▸ **TASK PROMPT**
Extract the line that contains "the red lily" and every line after it to the end of the records below, exactly as written and nothing else.

▸ **RECORDS FOR THIS EXERCISE**

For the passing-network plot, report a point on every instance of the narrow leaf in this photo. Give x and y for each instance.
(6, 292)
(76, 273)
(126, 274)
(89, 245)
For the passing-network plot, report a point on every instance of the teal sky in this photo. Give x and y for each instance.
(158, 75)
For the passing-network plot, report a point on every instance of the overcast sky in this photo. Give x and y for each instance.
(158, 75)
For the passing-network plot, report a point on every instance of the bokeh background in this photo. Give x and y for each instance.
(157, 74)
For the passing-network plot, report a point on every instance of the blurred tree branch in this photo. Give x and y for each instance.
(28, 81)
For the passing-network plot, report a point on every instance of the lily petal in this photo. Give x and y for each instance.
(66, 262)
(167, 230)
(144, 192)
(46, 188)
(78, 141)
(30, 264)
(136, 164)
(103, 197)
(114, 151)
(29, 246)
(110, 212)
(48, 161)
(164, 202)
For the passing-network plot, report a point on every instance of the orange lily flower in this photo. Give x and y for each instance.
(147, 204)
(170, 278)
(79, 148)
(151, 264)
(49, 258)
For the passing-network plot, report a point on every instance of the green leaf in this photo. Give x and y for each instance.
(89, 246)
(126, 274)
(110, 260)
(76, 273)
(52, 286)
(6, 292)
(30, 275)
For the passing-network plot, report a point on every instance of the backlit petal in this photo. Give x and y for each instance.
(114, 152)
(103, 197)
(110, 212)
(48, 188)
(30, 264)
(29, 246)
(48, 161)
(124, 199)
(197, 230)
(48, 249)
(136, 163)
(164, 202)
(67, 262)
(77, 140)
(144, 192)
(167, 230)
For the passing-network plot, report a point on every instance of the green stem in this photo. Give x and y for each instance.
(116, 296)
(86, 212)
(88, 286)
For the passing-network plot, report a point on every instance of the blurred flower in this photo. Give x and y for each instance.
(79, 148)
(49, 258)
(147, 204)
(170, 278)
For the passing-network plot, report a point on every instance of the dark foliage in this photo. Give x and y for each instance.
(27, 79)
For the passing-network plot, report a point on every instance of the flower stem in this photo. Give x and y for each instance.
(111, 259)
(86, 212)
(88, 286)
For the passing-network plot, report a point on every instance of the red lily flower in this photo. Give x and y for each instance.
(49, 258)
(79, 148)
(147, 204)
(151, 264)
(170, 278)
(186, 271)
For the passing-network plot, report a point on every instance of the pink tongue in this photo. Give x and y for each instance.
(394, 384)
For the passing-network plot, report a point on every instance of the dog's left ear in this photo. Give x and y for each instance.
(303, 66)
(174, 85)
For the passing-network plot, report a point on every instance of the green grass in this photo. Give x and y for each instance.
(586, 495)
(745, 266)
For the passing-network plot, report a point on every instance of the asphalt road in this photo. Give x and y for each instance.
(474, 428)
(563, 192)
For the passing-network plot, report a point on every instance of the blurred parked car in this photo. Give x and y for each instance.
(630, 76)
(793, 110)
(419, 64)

▸ **ANSWER TO THIS TASK**
For the passing-network plot, report a point on every instance of the red lily flower in this photo. Give x and y for each instance.
(49, 258)
(79, 148)
(147, 204)
(151, 264)
(170, 278)
(186, 271)
For the passing-network plot, report a point on every instance of the pink tongue in this photo. Give x and y for each instance.
(394, 384)
For the passing-network plot, report a point on every instance of the dog's left ear in this photo. Give x and y for each instance.
(303, 66)
(174, 85)
For the passing-network plot, report a point on every instance of the green grass in this photo. Give x and y for each instance.
(586, 495)
(745, 266)
For the passing-network plot, report a point on every instance of the asphalt road in this photo. Give x and y for each instance.
(474, 428)
(563, 192)
For the passing-network plot, report a point on every instance of the blurred parked car in this photo. Give x and y for each instance.
(630, 76)
(793, 110)
(419, 64)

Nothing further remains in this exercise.